[Task]:
Each record that comes next should be output exactly; pictures do not belong in the copy.

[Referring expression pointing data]

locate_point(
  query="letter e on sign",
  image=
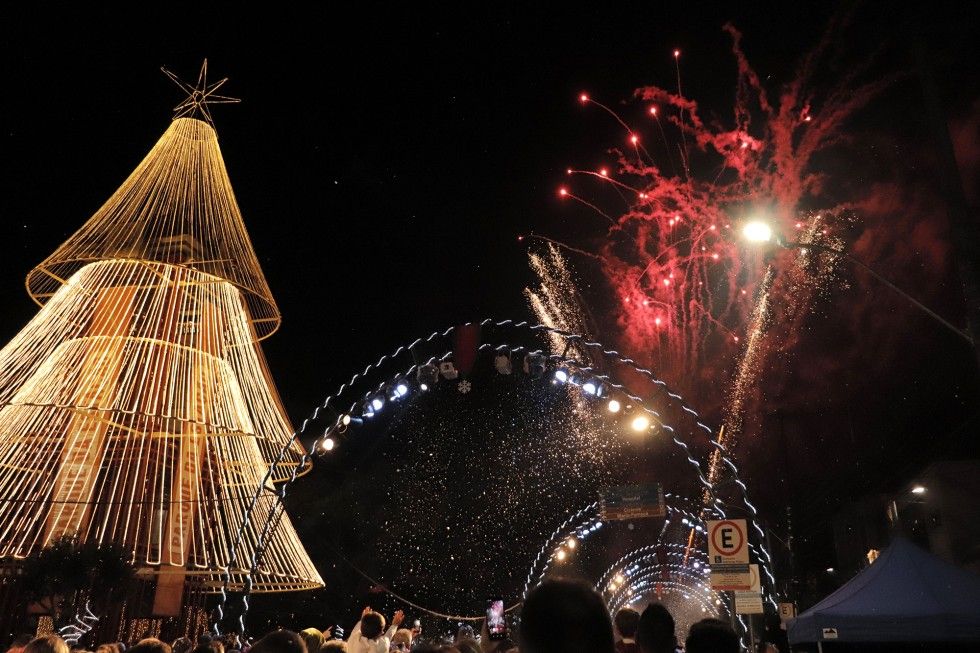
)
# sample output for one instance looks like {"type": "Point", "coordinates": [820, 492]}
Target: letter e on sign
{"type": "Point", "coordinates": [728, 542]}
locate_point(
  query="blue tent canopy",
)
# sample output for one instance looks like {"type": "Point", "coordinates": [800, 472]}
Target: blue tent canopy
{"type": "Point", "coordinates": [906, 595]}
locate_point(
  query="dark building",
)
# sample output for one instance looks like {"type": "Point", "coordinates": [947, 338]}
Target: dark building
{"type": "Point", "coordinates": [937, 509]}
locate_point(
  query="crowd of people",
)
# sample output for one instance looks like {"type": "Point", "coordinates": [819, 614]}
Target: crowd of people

[Solution to the exercise]:
locate_point(
  query="letter e on sign",
  image=
)
# sample output for one instance looks like {"type": "Point", "coordinates": [820, 492]}
Target: letter e on sign
{"type": "Point", "coordinates": [728, 542]}
locate_point(
  query="blue tent canopy",
)
# sample output for one instance looks like {"type": "Point", "coordinates": [800, 472]}
Target: blue tent canopy
{"type": "Point", "coordinates": [906, 595]}
locate_point(
  query="dark building",
)
# sample output for one instance looks like {"type": "Point", "coordinates": [947, 338]}
Target: dark building
{"type": "Point", "coordinates": [937, 509]}
locate_point(
  query="crowd of people",
)
# sample output for one instance looks like {"type": "Point", "coordinates": [819, 614]}
Target: crowd of people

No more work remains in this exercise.